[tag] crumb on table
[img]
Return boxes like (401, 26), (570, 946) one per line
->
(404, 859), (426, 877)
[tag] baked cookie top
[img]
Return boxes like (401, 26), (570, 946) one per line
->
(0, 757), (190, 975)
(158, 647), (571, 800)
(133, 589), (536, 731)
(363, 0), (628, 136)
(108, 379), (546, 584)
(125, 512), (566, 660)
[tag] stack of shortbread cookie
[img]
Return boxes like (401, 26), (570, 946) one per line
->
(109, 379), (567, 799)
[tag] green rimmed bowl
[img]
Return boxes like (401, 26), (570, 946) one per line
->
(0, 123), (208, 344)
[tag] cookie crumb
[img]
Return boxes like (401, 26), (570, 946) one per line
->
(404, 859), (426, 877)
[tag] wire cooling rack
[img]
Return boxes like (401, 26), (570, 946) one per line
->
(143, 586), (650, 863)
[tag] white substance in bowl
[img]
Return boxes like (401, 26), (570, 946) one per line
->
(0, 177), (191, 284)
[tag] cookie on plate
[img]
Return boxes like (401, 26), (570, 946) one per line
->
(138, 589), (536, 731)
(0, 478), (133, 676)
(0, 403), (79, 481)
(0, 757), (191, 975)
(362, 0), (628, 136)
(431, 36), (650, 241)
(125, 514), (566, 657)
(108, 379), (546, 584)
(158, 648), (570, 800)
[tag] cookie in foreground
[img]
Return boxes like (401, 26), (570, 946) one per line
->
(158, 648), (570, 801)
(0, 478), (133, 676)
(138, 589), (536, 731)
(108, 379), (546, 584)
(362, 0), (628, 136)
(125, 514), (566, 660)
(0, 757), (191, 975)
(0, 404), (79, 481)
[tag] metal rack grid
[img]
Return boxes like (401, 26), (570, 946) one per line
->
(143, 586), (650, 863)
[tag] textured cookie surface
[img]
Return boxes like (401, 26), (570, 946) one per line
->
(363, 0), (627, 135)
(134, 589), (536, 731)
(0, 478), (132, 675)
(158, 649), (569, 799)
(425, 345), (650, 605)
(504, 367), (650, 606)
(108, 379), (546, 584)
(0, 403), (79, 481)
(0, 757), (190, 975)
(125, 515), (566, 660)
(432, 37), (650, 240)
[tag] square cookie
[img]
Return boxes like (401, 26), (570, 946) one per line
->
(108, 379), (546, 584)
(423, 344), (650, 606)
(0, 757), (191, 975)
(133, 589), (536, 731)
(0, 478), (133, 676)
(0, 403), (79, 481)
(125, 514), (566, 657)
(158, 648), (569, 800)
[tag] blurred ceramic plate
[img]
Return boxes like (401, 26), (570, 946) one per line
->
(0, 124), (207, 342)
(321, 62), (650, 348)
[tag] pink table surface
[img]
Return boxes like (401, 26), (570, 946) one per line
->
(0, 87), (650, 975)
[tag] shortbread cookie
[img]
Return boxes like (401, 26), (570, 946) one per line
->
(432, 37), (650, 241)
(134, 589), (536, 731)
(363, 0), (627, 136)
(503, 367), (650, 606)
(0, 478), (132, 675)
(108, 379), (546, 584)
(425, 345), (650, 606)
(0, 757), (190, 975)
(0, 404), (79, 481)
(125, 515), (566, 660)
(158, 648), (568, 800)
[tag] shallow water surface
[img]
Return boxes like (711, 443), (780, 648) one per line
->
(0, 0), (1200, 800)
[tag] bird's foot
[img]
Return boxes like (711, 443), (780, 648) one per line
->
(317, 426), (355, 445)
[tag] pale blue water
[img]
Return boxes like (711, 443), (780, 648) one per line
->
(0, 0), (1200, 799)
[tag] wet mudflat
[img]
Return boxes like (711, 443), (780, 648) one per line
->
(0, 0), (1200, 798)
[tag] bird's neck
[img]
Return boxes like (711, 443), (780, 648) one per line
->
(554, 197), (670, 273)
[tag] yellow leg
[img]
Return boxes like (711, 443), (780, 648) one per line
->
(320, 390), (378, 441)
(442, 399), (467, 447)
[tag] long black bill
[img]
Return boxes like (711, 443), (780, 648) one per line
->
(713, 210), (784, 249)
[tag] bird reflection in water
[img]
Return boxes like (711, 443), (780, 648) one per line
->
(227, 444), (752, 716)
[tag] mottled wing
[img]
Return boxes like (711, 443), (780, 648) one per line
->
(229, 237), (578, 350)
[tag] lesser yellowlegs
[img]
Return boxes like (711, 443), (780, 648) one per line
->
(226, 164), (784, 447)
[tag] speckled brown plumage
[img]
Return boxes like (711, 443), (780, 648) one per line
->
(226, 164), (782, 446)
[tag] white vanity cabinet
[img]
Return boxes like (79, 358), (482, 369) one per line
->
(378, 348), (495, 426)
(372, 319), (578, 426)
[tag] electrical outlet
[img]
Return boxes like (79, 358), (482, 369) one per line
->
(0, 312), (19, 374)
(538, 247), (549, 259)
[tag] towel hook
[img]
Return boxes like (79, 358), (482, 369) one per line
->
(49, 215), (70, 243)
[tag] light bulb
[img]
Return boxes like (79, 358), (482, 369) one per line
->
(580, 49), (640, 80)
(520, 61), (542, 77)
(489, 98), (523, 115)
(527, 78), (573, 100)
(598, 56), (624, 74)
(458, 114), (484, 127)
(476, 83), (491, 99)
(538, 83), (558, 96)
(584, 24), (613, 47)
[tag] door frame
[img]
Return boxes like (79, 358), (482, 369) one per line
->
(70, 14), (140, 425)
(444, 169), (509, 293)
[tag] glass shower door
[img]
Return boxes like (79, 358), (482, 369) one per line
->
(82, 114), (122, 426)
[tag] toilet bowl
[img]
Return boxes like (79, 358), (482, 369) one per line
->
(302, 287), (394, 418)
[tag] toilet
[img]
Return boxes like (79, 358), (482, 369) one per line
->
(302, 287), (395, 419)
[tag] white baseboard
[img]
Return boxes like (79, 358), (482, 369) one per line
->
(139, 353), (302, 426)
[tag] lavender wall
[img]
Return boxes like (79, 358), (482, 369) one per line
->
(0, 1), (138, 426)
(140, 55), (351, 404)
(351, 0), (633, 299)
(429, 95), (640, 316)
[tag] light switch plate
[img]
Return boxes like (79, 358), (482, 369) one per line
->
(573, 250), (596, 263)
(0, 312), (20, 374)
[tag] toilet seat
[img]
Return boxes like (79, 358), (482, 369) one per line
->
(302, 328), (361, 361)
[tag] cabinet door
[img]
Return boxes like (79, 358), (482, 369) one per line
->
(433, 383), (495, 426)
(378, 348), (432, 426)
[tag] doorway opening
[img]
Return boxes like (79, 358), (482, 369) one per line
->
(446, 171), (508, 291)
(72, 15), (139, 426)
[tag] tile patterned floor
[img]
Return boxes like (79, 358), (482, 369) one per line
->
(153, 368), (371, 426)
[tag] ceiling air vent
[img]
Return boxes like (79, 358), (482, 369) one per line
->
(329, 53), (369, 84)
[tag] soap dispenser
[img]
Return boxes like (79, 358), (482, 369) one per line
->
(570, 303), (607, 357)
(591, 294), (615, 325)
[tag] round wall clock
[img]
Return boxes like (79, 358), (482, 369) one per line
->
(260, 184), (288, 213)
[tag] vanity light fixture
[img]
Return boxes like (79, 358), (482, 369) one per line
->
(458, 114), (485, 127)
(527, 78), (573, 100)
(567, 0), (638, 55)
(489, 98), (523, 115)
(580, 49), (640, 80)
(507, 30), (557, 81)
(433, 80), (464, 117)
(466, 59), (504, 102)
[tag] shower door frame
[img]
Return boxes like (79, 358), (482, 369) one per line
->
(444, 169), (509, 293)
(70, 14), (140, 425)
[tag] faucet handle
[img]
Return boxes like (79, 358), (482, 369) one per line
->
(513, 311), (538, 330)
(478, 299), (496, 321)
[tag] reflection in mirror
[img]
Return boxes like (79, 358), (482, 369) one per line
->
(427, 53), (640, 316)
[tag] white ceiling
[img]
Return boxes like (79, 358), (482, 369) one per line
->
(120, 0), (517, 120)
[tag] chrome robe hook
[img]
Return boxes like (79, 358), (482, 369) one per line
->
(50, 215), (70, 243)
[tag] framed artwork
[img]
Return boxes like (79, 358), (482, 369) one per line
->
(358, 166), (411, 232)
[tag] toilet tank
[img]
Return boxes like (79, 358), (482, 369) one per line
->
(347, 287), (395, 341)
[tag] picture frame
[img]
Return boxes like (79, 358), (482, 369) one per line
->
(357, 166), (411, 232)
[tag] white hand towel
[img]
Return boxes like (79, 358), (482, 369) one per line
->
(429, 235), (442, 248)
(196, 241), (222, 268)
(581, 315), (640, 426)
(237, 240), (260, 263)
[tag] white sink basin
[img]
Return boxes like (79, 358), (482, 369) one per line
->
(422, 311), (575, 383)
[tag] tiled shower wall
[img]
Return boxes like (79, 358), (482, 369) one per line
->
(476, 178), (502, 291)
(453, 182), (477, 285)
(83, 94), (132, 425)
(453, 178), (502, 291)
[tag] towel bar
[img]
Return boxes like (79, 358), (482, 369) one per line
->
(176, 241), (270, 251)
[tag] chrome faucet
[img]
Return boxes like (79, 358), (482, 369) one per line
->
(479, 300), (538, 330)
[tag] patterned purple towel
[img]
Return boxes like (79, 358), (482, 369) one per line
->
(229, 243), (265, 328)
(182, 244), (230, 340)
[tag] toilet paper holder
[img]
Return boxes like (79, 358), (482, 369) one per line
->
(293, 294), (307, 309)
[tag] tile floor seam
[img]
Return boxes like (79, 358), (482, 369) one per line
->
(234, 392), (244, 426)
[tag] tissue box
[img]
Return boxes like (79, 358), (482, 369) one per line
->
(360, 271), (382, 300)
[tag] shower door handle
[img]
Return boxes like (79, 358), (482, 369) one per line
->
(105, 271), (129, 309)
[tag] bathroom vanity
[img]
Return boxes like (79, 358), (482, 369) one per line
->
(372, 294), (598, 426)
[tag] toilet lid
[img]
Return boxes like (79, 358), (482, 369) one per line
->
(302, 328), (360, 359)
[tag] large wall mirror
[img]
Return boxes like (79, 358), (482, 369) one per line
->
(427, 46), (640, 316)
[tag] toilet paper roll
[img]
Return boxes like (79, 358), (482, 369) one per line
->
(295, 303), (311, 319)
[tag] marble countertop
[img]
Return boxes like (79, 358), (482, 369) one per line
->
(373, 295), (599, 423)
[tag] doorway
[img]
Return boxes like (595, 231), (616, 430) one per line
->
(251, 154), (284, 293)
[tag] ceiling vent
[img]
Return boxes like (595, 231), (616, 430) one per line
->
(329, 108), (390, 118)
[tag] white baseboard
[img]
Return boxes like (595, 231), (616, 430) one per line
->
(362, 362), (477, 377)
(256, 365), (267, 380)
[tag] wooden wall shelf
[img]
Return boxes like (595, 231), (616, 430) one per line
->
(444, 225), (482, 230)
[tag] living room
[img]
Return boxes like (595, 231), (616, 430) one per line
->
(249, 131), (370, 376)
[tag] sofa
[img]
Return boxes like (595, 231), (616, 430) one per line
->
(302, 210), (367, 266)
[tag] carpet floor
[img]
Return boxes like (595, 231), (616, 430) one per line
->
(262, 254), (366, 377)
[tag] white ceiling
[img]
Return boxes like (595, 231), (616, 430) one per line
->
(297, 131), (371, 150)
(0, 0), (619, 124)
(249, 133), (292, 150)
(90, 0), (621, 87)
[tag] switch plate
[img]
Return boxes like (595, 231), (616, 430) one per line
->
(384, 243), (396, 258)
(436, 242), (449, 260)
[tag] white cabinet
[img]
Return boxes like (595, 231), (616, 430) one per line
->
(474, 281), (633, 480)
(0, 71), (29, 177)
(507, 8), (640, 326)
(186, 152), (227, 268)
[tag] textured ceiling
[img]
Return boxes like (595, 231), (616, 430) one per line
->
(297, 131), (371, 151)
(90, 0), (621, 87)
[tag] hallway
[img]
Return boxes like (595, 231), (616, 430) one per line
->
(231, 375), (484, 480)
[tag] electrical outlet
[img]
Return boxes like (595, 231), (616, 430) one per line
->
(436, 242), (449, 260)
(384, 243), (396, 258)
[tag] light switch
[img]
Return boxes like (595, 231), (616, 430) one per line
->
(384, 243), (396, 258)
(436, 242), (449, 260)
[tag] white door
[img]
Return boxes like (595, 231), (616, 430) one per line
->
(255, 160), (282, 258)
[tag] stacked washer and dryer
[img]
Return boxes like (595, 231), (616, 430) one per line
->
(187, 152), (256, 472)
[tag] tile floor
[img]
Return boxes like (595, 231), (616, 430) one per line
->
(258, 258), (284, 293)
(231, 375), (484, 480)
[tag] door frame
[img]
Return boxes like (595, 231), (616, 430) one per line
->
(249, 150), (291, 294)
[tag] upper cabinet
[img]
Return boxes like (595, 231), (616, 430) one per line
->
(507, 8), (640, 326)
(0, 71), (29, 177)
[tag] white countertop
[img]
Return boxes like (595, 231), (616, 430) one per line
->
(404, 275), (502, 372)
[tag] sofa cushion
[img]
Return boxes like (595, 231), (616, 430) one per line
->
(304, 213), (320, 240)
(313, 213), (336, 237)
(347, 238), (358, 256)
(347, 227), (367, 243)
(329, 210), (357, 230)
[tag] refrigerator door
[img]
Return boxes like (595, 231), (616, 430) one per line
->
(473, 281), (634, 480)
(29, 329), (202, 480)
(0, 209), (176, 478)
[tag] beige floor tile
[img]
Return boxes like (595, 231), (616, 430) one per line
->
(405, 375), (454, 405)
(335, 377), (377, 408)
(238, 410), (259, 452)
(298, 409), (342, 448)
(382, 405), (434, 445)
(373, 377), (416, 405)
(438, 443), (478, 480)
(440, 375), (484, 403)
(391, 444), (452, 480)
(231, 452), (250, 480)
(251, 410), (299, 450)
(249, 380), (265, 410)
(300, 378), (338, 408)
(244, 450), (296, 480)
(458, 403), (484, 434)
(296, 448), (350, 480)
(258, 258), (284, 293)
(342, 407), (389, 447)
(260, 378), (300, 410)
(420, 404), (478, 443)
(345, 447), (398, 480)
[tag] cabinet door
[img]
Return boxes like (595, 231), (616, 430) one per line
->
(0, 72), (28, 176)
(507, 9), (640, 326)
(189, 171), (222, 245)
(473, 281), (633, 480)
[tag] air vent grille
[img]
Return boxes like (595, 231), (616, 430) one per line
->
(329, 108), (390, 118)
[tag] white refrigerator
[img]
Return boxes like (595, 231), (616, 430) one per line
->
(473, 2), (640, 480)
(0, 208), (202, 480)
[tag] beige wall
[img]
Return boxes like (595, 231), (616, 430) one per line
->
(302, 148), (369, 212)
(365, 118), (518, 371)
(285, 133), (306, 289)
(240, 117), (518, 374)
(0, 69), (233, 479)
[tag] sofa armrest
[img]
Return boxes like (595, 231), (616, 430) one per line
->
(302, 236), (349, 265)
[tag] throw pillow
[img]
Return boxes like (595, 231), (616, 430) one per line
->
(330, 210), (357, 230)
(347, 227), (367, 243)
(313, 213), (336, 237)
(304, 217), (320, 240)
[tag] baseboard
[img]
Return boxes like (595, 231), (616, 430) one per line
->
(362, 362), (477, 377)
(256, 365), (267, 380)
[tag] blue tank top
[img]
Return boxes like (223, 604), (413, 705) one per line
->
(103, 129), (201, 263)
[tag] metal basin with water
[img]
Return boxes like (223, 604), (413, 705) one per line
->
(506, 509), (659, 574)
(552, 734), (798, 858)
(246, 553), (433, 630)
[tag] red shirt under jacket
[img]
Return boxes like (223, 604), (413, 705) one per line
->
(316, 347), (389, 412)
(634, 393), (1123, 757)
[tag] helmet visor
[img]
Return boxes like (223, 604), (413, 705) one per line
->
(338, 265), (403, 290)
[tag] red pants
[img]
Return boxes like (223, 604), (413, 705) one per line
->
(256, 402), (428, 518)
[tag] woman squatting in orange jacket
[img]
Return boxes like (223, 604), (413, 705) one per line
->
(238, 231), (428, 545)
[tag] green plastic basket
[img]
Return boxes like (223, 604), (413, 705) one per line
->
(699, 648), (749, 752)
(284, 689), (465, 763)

→ **Challenge**: Reproduce the items from the line containing "[tag] shallow water surface" through the line containing "(0, 0), (1200, 798)", swapping every "water" for "sea" and leaving everything else unchanged.

→ **Solved problem**:
[tag] shallow sea surface
[img]
Return boxes like (711, 443), (780, 648) one per line
->
(0, 0), (1200, 800)
[tag] bird's foot
[img]
Return boxes like (711, 443), (780, 648) one per line
->
(317, 426), (355, 445)
[tag] pale blue sea
[img]
Return boxes like (711, 443), (780, 648) one per line
->
(0, 0), (1200, 799)
[tag] wet mudflat
[img]
Return boxes like (711, 443), (780, 648) one per line
->
(0, 0), (1200, 798)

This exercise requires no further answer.